-- DATA TO EXAMINE follows --

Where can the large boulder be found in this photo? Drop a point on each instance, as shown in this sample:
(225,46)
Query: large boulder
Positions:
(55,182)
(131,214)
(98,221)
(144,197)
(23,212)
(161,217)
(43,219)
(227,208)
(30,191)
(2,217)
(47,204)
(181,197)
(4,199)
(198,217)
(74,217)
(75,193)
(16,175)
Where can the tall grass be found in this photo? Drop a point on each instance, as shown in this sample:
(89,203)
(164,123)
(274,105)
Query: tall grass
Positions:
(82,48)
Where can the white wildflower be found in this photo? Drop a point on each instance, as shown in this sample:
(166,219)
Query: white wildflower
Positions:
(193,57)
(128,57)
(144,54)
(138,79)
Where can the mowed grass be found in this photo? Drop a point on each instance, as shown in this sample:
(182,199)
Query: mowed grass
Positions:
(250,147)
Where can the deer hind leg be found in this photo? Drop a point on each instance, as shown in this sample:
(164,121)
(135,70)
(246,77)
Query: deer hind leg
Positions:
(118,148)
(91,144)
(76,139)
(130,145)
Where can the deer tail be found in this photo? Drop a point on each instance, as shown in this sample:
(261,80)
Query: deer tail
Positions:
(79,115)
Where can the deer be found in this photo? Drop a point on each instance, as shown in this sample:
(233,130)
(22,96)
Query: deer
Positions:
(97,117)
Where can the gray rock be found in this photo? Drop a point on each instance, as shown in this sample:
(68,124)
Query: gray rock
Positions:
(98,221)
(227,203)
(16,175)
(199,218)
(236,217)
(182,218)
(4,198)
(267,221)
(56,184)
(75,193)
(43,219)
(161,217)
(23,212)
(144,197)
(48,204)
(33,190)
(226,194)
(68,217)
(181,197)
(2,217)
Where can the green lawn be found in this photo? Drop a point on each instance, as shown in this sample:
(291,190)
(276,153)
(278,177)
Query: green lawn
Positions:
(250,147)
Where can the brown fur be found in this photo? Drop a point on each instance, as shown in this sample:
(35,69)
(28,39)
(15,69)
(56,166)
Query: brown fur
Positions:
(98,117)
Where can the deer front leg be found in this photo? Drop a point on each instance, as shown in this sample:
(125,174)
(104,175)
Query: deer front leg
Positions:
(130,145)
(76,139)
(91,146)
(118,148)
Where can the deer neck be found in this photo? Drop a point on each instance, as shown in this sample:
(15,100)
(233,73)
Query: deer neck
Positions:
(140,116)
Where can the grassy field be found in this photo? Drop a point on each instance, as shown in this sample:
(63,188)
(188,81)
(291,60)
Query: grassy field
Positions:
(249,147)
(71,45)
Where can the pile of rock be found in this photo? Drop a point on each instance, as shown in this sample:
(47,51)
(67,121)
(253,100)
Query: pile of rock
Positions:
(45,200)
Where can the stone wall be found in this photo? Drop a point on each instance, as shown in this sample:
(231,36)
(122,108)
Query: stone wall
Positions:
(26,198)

-- DATA TO EXAMINE concluded --

§ **WHAT TO PRODUCE**
Whenever "neck" occurs in a line of the entries, copy that line.

§ **ANSWER BOX**
Where can the deer neck be found in this photo? Drop a point on each instance, as shown in this sample:
Query: deer neck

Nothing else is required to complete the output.